* PROBLEM STATEMENT *
Convert everything in the listing below, from the line containing "# Outline the region of every instance of the white" down to the line containing "--target white door trim", into a Markdown table with the columns Row and Line. Give each line its own numbered row and omit any blank lines.

Records excerpted from a collection
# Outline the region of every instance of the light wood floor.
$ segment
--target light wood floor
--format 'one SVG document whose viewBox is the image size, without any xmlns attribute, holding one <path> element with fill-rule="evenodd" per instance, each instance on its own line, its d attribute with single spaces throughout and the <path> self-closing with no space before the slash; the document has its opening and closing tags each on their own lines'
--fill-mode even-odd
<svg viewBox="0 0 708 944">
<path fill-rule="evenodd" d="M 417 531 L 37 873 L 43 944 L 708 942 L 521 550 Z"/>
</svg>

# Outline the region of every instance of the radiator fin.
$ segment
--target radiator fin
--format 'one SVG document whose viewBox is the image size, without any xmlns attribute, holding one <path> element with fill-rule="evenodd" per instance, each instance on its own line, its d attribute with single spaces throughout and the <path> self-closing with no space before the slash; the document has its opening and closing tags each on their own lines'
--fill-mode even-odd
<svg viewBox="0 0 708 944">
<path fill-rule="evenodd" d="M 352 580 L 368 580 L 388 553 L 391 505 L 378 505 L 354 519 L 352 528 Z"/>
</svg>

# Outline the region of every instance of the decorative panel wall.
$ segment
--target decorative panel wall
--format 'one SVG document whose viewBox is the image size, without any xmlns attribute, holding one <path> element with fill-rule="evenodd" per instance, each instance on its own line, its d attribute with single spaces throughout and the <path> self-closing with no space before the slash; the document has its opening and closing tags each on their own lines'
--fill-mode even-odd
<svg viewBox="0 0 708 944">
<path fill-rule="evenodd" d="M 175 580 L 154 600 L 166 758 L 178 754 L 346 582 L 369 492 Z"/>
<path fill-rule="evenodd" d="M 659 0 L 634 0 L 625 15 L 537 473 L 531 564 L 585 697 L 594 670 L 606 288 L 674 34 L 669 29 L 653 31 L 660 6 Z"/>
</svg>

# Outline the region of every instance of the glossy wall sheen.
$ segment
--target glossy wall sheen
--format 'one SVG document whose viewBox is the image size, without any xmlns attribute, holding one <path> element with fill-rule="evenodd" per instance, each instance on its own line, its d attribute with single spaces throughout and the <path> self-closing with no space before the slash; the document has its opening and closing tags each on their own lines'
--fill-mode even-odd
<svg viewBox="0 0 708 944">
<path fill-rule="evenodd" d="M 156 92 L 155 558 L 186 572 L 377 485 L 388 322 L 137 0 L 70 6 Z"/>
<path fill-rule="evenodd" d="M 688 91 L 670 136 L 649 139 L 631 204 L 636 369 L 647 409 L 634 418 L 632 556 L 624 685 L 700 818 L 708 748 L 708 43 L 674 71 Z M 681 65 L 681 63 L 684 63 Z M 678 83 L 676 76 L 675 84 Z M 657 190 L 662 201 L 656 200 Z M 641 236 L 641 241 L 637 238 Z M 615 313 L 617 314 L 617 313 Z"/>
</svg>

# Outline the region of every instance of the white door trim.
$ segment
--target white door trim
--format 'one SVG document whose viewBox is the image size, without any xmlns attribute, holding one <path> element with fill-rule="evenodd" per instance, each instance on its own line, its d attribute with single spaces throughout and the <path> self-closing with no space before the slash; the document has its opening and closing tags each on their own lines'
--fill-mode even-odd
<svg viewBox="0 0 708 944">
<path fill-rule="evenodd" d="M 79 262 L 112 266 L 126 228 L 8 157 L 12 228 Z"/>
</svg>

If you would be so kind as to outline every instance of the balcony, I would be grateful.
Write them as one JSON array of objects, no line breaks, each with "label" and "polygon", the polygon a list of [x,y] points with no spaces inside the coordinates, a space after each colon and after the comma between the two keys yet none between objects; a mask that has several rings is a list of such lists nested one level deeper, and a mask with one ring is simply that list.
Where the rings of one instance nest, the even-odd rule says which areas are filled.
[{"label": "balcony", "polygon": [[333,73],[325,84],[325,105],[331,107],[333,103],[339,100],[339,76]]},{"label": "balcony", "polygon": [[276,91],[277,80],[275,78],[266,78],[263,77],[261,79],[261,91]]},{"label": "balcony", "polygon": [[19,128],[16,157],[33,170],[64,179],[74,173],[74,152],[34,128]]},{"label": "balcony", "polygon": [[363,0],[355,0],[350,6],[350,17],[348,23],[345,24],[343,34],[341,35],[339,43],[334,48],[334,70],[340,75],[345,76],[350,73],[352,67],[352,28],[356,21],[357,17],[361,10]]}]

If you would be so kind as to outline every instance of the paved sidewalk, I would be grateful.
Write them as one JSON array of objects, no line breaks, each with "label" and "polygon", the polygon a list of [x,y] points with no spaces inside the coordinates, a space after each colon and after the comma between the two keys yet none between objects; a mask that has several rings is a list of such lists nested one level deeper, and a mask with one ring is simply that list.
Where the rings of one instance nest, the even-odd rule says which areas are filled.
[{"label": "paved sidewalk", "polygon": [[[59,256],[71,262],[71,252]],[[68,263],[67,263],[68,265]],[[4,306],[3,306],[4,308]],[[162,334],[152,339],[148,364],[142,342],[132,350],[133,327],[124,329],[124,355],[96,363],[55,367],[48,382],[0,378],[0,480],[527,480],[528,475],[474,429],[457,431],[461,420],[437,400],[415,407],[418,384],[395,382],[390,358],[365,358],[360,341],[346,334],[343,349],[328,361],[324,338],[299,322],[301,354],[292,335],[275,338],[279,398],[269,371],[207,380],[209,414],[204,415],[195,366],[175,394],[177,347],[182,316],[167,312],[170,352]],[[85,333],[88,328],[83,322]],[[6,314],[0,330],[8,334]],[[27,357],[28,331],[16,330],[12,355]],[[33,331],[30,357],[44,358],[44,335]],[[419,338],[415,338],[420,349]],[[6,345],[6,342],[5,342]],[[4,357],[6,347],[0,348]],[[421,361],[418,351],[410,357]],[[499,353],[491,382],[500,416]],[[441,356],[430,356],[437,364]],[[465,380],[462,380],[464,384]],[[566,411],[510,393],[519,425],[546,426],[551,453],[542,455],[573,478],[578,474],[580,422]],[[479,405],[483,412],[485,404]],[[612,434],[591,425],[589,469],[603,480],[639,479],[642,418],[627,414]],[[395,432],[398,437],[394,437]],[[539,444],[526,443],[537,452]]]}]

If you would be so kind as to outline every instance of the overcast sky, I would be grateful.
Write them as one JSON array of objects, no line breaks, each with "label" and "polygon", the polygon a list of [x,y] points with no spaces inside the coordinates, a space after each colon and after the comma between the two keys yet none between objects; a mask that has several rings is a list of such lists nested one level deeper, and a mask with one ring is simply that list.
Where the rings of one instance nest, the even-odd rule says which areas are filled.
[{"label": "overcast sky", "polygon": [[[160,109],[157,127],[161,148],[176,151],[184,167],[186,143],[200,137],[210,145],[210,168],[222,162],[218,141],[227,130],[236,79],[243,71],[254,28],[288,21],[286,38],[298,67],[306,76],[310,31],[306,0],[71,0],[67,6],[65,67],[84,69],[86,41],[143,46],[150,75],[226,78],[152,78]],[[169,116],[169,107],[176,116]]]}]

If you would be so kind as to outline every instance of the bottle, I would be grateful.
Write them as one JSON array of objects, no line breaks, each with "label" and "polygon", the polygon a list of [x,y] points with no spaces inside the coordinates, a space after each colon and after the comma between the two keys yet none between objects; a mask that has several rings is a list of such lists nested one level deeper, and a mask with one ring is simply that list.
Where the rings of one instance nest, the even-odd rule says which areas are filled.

* CORRECT ANSWER *
| Row | Line |
|---|---|
| 1 | # Outline the region of every instance of the white door trim. |
| 2 | $ segment |
| 3 | --target white door trim |